Dataset records:
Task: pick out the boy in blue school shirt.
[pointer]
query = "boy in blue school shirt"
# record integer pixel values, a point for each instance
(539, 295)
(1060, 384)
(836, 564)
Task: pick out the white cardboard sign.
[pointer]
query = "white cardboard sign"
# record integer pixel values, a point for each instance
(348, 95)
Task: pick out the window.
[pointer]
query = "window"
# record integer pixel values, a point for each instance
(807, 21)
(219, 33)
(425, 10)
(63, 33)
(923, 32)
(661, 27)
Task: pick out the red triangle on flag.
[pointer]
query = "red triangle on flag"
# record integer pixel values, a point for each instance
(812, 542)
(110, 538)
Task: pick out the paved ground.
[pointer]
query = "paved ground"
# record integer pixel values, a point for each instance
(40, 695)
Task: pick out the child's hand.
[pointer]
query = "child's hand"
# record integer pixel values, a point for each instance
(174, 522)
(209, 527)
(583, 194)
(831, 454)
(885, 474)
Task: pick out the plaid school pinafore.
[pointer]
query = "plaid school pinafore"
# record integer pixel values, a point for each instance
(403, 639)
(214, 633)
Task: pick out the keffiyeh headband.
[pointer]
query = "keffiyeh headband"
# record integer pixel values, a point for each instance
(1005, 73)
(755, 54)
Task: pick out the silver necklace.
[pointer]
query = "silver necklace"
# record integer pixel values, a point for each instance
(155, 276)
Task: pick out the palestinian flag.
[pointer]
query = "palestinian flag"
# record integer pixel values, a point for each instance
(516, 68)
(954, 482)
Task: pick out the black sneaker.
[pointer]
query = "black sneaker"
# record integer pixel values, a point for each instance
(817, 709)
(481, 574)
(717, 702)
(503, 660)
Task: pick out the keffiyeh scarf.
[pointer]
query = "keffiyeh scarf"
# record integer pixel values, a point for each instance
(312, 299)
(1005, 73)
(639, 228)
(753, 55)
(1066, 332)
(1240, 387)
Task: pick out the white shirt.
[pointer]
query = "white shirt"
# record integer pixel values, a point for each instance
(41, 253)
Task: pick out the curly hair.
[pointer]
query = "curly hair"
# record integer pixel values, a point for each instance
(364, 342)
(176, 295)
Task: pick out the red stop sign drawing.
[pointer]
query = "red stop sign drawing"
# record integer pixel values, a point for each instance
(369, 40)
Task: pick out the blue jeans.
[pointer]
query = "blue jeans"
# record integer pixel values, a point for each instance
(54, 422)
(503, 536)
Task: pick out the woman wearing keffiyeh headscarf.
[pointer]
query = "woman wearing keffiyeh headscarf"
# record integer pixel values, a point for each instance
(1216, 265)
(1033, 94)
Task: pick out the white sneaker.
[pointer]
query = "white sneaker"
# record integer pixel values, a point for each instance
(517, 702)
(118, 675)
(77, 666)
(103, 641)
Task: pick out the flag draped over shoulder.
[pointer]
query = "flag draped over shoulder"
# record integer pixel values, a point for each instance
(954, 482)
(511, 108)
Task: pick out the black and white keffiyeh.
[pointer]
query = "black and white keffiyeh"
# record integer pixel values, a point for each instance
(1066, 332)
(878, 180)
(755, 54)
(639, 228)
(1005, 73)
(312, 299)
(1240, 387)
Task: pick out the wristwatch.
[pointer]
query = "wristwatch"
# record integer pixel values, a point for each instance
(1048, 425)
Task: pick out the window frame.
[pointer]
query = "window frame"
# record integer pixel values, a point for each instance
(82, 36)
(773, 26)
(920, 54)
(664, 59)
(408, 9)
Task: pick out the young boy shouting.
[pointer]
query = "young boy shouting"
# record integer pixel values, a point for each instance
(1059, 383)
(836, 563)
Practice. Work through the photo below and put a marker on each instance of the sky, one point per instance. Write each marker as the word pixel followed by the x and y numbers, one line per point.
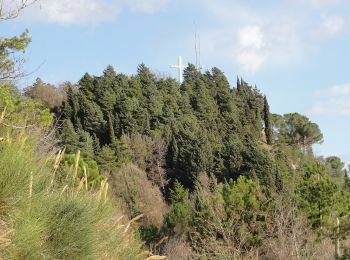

Problem details: Rewrite all of the records above, switching "pick out" to "locate" and leaving everything else unchanged. Leave the pictures out of your answer.

Answer to the exercise:
Task: locate the boy in blue school shirt.
[pointer]
query = "boy in blue school shirt"
# record integer pixel values, a point for each instance
(539, 295)
(1060, 384)
(836, 564)
Task: locate the white cardboard sign.
[pointer]
query = "white cardboard sign"
# record integer pixel values, a point for each instance
(348, 95)
Task: locate the window.
[pointer]
query = "window"
# record integer pixel values, a point for each instance
(807, 21)
(219, 33)
(425, 10)
(63, 33)
(923, 32)
(661, 27)
Task: locate the red triangle on flag.
[pointer]
query = "red triangle on flag"
# record integer pixel values, a point for each instance
(812, 542)
(110, 538)
Task: locate the paved ground.
[pointer]
query = "paved ground"
# record integer pixel values, a point for each instance
(40, 695)
Task: locate the child's hand.
[pointer]
query = "child's hand"
# record integer pixel values, a point for each instance
(174, 522)
(209, 527)
(583, 194)
(831, 454)
(885, 474)
Task: locate the plaid school pinafore.
[pointer]
query = "plaid school pinafore"
# record integer pixel values, a point for each instance
(403, 639)
(214, 633)
Task: locate the keffiyeh headband.
[pointer]
query = "keffiyeh headband"
# record integer pixel values, a point for each instance
(1005, 73)
(755, 54)
Task: locate the silver necklace.
[pointer]
query = "silver necklace"
# record integer pixel values, a point for each instance
(155, 276)
Task: locate the palestinian flag.
[pointer]
query = "palestinian flag"
# record integer pixel values, a point for each instance
(516, 68)
(954, 482)
Task: locate the black sneaker.
[pointer]
query = "black sneaker"
# record integer pixel values, a point for each instance
(817, 709)
(481, 574)
(717, 702)
(503, 660)
Task: locate the keffiyeh scarf.
[pointer]
query = "keffiyeh scarf"
# record integer pixel values, a point for each instance
(312, 299)
(1005, 73)
(639, 228)
(753, 55)
(1066, 332)
(1240, 387)
Task: locate the white shirt.
[pointer]
query = "white shirt"
# record integer pixel values, a point for each instance
(41, 253)
Task: locate the curly hair.
[pointer]
query = "curly hair"
# record integer pixel values, a point for each instance
(364, 342)
(176, 295)
Task: locate the red stop sign drawing.
[pointer]
query = "red stop sign drawing"
# record integer pixel values, a point for each instance
(369, 40)
Task: locate the blue jeans.
[pointer]
query = "blue jeans"
# record integer pixel values, a point for each instance
(54, 422)
(503, 536)
Task: locate the woman wearing keffiyeh headscarf.
[pointer]
query = "woman wearing keffiyeh headscarf"
# record integer pixel values, a point for each instance
(1216, 265)
(1033, 94)
Task: locate the white sneaker.
[pointer]
query = "white sneaker"
# record integer pixel values, a point for each instance
(517, 702)
(118, 675)
(77, 666)
(103, 641)
Task: locate the flag draped over shoulder.
[pointer]
query = "flag draped over shoulder"
# record integer pixel values, a point for each instance
(954, 482)
(511, 108)
Task: locate the black and white keffiyeh.
[pointer]
query = "black and white keffiyeh"
# record integer pixel values, a point for each instance
(1066, 332)
(878, 180)
(755, 54)
(639, 228)
(1005, 73)
(312, 299)
(1240, 387)
Task: locate the wristwatch.
[pointer]
query = "wristwatch"
# record integer pixel values, a point for each instance
(1048, 425)
Task: locate the window frame.
[pointer]
query = "window frame"
# record integer pixel values, a point for each instance
(82, 36)
(773, 26)
(920, 54)
(664, 59)
(408, 9)
Task: locate the young boy shouting.
[pointer]
query = "young boy shouting"
# record integer pixel values, a point for each instance
(1059, 383)
(836, 563)
Practice. Work through the photo below and put a marker on each instance of the sky, one point per instance. Write each marker as the word pixel followed by the x and y numbers, one line per point.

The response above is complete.